::: RECORD EXCERPTS :::

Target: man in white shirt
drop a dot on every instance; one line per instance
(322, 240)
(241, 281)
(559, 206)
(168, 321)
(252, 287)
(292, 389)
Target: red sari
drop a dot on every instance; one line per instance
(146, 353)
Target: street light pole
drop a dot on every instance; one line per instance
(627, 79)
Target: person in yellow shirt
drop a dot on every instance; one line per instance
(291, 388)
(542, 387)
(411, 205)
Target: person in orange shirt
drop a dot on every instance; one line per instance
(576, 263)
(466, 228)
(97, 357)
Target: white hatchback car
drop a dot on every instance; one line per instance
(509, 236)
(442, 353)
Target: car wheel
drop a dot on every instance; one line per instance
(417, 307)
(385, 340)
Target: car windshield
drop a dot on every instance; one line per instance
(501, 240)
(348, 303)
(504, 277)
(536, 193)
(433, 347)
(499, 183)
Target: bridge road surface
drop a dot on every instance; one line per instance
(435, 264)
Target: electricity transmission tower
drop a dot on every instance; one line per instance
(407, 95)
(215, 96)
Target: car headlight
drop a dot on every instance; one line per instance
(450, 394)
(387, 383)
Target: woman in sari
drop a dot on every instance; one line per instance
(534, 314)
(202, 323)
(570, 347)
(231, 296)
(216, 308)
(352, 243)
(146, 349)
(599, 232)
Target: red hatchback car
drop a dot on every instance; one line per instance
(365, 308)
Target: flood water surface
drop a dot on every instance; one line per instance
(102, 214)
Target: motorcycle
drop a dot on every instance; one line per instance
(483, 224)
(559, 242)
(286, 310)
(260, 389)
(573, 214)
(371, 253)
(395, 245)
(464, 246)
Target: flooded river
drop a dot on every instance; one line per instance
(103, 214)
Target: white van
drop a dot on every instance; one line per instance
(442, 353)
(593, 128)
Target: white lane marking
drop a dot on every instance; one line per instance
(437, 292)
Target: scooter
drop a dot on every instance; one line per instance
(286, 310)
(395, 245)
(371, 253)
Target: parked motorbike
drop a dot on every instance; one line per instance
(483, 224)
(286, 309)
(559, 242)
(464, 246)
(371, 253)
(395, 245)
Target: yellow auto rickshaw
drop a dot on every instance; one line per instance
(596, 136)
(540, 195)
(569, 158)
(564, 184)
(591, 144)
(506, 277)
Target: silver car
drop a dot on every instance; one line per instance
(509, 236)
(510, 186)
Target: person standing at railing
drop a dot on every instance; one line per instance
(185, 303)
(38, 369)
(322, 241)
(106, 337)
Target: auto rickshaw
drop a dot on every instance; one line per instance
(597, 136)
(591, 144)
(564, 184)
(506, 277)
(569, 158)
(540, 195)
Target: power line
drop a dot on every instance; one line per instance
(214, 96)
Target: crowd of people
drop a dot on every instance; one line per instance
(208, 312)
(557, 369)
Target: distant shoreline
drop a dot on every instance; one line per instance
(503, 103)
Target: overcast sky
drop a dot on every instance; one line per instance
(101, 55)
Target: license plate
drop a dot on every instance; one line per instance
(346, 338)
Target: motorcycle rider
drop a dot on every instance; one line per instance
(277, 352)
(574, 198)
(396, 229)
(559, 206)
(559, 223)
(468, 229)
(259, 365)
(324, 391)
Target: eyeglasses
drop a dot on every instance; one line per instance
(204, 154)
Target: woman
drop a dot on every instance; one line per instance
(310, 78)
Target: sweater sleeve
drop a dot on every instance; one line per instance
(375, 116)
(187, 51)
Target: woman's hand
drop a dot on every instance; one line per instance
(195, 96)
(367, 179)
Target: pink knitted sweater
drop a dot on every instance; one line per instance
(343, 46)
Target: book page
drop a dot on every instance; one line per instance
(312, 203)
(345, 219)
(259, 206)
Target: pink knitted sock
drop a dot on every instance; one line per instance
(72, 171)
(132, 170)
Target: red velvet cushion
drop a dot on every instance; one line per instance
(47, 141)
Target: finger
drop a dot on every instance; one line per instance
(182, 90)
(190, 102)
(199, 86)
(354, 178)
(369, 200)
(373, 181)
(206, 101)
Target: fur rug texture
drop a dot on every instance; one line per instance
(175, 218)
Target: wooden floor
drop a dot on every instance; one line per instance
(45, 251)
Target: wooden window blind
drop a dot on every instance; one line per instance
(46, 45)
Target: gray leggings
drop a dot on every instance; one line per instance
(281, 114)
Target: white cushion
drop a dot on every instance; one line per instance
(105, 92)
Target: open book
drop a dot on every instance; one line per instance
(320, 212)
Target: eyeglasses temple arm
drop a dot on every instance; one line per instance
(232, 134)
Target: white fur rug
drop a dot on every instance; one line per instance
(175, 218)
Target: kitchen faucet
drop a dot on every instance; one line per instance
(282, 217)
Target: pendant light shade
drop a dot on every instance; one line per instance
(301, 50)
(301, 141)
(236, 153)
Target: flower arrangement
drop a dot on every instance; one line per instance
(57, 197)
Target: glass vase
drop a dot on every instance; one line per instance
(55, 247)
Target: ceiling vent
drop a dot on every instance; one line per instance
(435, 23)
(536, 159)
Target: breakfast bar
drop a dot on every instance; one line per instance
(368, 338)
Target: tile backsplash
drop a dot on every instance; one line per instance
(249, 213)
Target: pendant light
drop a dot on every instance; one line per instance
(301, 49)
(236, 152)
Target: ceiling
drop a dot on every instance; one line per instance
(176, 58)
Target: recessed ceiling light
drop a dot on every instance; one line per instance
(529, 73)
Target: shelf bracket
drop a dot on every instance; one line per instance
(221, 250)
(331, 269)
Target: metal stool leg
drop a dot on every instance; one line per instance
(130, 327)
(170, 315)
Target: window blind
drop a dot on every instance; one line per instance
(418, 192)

:::

■ WRITTEN REQUEST
Extract, verbatim, the lines from the one containing "Target: open book" through the last line of the listing above.

■ RESULT OF THE EXERCISE
Target: open book
drop a dot on every instance; one line per instance
(320, 212)
Target: eyeglasses temple arm
drop a dot on every instance; one line per instance
(232, 134)
Target: white fur rug
drop a dot on every instance; one line per instance
(175, 218)
Target: kitchen faucet
drop a dot on every instance; one line per instance
(282, 217)
Target: pendant light shade
drop a dot on every instance; one line per instance
(301, 50)
(301, 141)
(236, 153)
Target: flower arrangement
drop a dot on every instance; one line per instance
(57, 197)
Target: glass vase
drop a dot on every instance; one line per instance
(55, 247)
Target: ceiling vent
drop a dot on every instance; one line per instance
(435, 23)
(536, 159)
Target: breakfast bar
drop a dot on every instance; one line per instance
(368, 338)
Target: tile backsplash
drop a dot on every instance; one line per instance
(249, 213)
Target: pendant light
drop a dot on every instance; one line per instance
(301, 49)
(236, 152)
Target: ceiling
drop a dot on every instance; one line per instance
(176, 58)
Target: recessed ceiling light
drop a dot on every instance; one line per instance
(529, 73)
Target: shelf bracket
drop a dot on every instance; one line per instance
(221, 250)
(331, 269)
Target: metal stool leg
drop a dot on every instance; one line per instance
(130, 327)
(170, 315)
Target: window blind
drop a dot on every instance; one line per instance
(418, 192)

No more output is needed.